(Collected data)
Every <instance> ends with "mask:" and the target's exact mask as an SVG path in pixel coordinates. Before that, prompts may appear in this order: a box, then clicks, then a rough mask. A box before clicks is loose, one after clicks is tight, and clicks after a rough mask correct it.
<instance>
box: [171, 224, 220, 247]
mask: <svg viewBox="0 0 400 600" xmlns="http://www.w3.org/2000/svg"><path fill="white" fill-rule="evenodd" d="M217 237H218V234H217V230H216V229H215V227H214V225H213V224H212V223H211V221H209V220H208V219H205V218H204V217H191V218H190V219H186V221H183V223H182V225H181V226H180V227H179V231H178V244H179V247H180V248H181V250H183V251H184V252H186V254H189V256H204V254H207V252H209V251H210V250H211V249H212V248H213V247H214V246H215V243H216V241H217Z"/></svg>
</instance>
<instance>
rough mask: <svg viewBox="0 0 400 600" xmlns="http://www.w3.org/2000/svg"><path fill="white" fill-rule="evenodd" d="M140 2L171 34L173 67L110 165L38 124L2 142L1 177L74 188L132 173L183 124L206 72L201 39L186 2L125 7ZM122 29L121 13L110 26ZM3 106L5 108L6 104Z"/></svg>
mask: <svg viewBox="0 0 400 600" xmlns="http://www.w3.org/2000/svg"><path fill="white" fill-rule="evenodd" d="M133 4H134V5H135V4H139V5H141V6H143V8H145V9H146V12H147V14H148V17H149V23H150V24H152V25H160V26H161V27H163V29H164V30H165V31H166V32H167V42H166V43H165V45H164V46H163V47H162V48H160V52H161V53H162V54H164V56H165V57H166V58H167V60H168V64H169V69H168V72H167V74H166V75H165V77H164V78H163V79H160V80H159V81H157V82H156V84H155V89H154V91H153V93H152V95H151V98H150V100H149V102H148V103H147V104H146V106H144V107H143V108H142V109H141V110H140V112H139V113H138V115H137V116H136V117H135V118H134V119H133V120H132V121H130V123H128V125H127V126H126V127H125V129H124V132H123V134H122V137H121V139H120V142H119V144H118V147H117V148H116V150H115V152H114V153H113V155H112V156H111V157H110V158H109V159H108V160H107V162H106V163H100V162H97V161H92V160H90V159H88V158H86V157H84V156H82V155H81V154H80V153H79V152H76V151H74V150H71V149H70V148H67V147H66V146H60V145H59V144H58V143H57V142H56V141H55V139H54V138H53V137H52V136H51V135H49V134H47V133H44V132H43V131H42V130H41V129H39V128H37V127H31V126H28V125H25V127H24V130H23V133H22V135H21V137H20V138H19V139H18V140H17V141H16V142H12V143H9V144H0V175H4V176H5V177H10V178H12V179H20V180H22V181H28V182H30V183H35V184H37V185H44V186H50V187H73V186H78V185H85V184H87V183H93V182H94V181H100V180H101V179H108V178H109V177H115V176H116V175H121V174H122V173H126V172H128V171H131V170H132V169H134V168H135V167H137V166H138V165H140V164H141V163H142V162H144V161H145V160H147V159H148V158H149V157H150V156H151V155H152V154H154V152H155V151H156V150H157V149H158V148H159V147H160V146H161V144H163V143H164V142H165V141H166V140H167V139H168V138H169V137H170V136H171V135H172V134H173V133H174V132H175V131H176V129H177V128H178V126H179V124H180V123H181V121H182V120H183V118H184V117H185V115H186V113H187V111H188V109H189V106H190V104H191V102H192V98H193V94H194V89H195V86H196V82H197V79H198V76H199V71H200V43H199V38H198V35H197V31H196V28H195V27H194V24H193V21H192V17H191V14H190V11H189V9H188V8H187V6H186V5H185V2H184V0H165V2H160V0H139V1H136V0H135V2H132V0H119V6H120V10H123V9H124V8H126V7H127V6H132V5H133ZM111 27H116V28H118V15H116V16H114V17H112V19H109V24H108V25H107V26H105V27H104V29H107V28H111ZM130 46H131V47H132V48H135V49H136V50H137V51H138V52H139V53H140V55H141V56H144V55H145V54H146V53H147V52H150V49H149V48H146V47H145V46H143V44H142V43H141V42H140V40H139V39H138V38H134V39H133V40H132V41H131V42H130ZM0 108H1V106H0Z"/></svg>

Task → Give the data again. Keep every line identical.

Solution for this exercise →
Every <instance> ends with "mask:" and the target's exact mask as an SVG path in pixel coordinates. Before that, prompts may appear in this order: a box, then clicks, then a rough mask. A box before clicks is loose, one after clicks is tight, and clicks after a rough mask correct it.
<instance>
box: [171, 224, 220, 247]
mask: <svg viewBox="0 0 400 600" xmlns="http://www.w3.org/2000/svg"><path fill="white" fill-rule="evenodd" d="M217 237H218V234H217V230H216V229H215V227H214V225H213V224H212V223H211V221H209V220H208V219H205V218H204V217H191V218H190V219H186V221H183V223H182V225H181V226H180V227H179V231H178V244H179V247H180V248H181V250H183V251H184V252H186V254H189V256H204V254H207V252H209V251H210V250H211V249H212V248H213V247H214V246H215V243H216V241H217Z"/></svg>
</instance>
<instance>
rough mask: <svg viewBox="0 0 400 600" xmlns="http://www.w3.org/2000/svg"><path fill="white" fill-rule="evenodd" d="M140 2L171 34L173 67L110 165L38 124L2 142L1 177L74 188L132 173L183 124L206 72L201 39L186 2L125 7ZM122 29L121 13L110 26ZM3 106L5 108L6 104Z"/></svg>
mask: <svg viewBox="0 0 400 600" xmlns="http://www.w3.org/2000/svg"><path fill="white" fill-rule="evenodd" d="M133 4H134V5H135V4H139V5H141V6H143V8H145V9H146V12H147V14H148V17H149V23H150V24H152V25H160V26H161V27H163V29H164V30H165V31H166V32H167V42H166V43H165V45H164V46H163V47H162V48H160V52H161V53H162V54H164V56H165V57H166V58H167V60H168V64H169V69H168V72H167V74H166V75H165V77H164V78H163V79H160V80H159V81H157V82H156V84H155V89H154V91H153V93H152V95H151V98H150V100H149V102H148V103H147V104H146V106H144V107H143V108H142V109H141V110H140V112H139V113H138V115H137V116H136V117H135V118H134V119H133V120H132V121H130V123H128V125H127V126H126V127H125V129H124V132H123V134H122V137H121V139H120V142H119V144H118V147H117V148H116V150H115V152H114V153H113V155H112V156H111V157H110V158H109V159H108V160H107V162H106V163H100V162H97V161H92V160H90V159H88V158H86V157H84V156H82V155H81V154H80V153H79V152H76V151H74V150H71V149H70V148H67V147H66V146H60V145H59V144H58V143H57V142H56V141H55V139H54V138H53V137H52V136H51V135H49V134H47V133H44V132H43V131H42V130H41V129H39V128H37V127H31V126H28V125H25V127H24V130H23V133H22V135H21V137H20V138H19V139H18V140H17V141H16V142H12V143H9V144H0V175H4V176H5V177H10V178H12V179H20V180H22V181H28V182H30V183H35V184H37V185H44V186H50V187H73V186H78V185H85V184H87V183H93V182H94V181H100V180H101V179H108V178H109V177H115V176H116V175H121V174H122V173H126V172H128V171H131V170H132V169H134V168H135V167H137V166H138V165H140V164H141V163H142V162H144V161H145V160H147V159H148V158H149V157H150V156H151V155H152V154H154V152H155V151H156V150H157V149H158V148H159V147H160V146H161V144H163V143H164V142H165V141H166V140H167V139H168V138H169V137H170V136H171V135H172V134H173V133H174V132H175V131H176V129H177V128H178V126H179V124H180V123H181V121H182V120H183V118H184V117H185V115H186V113H187V111H188V109H189V106H190V104H191V102H192V98H193V94H194V89H195V86H196V82H197V79H198V76H199V71H200V43H199V38H198V35H197V31H196V28H195V27H194V24H193V21H192V17H191V14H190V11H189V9H188V8H187V6H186V5H185V2H184V0H165V2H160V0H139V1H136V0H135V2H132V0H119V6H120V10H123V9H124V8H126V7H127V6H132V5H133ZM111 27H116V28H118V15H116V16H114V17H112V19H109V24H108V25H107V26H105V27H104V29H107V28H111ZM130 46H131V47H132V48H135V49H136V50H137V51H138V52H139V53H140V55H141V56H144V55H145V54H146V53H147V52H150V49H149V48H146V47H145V46H143V44H142V43H141V42H140V40H139V39H138V38H134V39H133V40H132V41H131V42H130ZM0 108H1V106H0Z"/></svg>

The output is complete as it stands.